● **Exercise requirements**: Extract every line in the rows below that contains the word "floor", and copy each one in full.

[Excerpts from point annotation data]
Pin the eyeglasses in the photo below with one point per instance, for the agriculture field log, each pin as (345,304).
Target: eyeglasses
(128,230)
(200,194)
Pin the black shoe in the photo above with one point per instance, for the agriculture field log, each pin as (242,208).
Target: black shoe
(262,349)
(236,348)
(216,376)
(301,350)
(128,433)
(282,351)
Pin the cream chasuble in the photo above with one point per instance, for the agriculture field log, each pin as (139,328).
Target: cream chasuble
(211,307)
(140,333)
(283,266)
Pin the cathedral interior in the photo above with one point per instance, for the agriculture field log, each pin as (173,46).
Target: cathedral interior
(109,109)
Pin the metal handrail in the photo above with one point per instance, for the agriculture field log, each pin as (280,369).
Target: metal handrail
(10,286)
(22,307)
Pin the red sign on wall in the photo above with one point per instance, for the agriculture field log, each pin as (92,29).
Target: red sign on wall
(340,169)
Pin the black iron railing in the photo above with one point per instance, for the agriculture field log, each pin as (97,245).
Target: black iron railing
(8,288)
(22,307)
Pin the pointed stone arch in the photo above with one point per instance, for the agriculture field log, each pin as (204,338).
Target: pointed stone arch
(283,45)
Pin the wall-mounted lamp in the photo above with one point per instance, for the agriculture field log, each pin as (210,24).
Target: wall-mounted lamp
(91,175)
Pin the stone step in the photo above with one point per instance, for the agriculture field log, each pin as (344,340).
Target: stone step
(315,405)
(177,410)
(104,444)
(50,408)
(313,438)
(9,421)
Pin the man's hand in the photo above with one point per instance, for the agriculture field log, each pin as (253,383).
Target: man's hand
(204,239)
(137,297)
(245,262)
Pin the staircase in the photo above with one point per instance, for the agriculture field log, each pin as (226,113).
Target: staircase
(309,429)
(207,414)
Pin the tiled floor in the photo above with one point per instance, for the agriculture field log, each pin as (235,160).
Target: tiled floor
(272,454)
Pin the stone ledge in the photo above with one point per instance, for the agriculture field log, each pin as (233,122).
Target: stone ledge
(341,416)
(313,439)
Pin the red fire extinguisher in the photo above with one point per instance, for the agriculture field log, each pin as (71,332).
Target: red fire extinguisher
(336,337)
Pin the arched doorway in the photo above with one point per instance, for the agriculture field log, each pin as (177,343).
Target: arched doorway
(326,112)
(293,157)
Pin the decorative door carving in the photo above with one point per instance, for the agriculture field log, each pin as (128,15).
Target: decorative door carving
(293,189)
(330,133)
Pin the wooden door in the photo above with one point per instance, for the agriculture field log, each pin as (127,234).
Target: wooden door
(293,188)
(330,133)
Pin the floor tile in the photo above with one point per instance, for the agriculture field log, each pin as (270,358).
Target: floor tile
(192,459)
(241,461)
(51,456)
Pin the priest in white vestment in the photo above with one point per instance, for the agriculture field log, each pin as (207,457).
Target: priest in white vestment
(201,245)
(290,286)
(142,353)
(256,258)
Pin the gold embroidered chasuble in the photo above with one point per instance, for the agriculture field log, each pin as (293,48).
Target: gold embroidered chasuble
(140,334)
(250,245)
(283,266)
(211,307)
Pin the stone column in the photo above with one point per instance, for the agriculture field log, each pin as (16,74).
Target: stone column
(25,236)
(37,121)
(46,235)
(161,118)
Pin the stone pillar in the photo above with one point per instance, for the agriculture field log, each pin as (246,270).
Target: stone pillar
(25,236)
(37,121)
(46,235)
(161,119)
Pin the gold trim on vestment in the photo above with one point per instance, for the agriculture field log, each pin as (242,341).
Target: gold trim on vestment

...

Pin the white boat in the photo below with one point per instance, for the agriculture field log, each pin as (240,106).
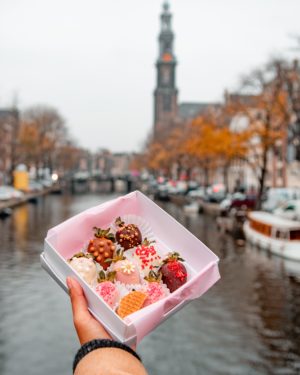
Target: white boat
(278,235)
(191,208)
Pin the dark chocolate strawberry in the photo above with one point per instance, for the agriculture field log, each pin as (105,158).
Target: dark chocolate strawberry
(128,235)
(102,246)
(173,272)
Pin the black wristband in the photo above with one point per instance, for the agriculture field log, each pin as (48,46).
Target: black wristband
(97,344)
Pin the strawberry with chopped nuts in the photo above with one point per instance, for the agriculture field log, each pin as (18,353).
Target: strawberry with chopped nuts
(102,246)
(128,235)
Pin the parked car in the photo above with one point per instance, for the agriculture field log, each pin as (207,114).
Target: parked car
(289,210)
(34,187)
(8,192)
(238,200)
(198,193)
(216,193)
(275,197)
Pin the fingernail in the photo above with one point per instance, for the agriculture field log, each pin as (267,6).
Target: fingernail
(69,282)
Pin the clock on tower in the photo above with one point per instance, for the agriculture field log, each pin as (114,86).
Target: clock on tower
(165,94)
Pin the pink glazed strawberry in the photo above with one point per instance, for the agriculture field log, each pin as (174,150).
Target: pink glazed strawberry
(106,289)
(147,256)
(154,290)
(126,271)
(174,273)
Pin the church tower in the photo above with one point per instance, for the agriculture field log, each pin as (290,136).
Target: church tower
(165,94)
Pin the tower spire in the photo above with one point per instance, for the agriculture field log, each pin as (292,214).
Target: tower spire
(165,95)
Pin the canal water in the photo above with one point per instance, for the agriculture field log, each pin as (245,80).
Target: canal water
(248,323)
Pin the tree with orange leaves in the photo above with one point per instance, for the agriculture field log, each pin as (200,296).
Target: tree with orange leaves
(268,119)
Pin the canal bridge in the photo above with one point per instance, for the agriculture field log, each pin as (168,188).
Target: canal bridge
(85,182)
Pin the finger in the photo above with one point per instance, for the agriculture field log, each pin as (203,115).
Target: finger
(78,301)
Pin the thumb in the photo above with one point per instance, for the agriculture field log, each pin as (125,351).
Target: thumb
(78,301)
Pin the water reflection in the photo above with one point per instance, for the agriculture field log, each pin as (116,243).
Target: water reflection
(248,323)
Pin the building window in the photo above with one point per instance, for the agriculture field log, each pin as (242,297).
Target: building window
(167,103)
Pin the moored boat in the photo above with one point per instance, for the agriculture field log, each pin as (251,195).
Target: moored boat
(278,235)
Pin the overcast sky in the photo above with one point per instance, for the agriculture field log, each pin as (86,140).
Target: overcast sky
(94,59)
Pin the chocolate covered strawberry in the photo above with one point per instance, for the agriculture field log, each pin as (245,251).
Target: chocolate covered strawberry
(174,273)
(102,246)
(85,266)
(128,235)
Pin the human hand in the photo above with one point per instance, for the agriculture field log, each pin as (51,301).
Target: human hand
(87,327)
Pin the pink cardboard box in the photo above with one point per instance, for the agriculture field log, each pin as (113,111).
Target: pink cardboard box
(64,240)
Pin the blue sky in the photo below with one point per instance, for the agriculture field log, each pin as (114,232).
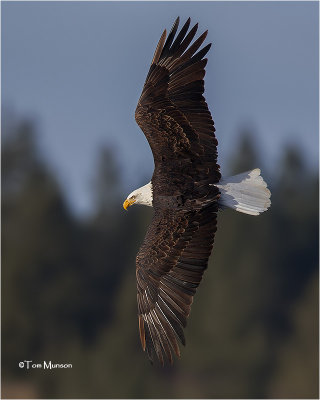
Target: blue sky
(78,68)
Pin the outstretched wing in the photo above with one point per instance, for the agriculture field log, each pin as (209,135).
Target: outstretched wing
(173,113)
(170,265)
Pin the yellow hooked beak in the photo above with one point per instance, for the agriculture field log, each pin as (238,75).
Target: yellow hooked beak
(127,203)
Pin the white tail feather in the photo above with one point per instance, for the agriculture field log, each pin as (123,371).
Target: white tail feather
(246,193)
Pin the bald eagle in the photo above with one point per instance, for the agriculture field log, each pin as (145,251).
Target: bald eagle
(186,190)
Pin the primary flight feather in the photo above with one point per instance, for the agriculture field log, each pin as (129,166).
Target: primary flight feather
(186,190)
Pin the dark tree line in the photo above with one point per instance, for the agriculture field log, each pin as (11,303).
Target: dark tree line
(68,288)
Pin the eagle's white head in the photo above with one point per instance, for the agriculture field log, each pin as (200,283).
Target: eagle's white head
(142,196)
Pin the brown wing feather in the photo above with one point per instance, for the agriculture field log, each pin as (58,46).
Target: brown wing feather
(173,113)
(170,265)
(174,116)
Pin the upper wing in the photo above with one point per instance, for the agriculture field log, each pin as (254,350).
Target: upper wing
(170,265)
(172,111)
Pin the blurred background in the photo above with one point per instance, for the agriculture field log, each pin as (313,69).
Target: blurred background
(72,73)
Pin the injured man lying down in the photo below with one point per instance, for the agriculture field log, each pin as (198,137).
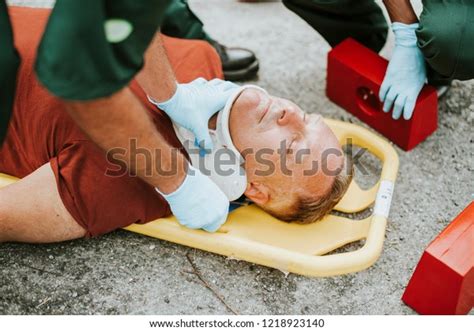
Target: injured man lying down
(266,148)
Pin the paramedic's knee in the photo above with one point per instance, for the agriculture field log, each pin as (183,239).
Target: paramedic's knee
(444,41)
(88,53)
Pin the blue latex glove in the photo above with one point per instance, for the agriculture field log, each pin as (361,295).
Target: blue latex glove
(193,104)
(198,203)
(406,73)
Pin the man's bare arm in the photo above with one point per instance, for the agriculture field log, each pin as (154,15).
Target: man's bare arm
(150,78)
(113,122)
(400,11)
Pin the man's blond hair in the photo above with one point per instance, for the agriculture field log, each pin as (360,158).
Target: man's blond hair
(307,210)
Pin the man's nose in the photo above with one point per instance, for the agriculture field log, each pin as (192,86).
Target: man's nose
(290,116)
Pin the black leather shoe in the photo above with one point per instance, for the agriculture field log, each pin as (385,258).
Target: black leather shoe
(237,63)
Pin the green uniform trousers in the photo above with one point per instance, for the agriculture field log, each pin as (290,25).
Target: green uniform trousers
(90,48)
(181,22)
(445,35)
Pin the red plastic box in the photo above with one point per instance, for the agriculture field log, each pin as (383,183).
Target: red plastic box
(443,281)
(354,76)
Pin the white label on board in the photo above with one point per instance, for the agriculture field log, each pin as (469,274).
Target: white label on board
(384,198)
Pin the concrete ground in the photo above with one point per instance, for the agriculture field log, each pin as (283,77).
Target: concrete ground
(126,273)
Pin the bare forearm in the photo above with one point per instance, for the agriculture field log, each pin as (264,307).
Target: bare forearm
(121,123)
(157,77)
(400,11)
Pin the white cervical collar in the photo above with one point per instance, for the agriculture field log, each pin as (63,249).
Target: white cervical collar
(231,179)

● **Exercise answer**:
Pin the tiled floor in the photo above with one point per instance, for the agriculture field log, each pin as (235,160).
Target: tiled floor
Pin the floor tile in the photo above with one point per instance, for the agriculture field log, each pin as (270,358).
Target: floor tile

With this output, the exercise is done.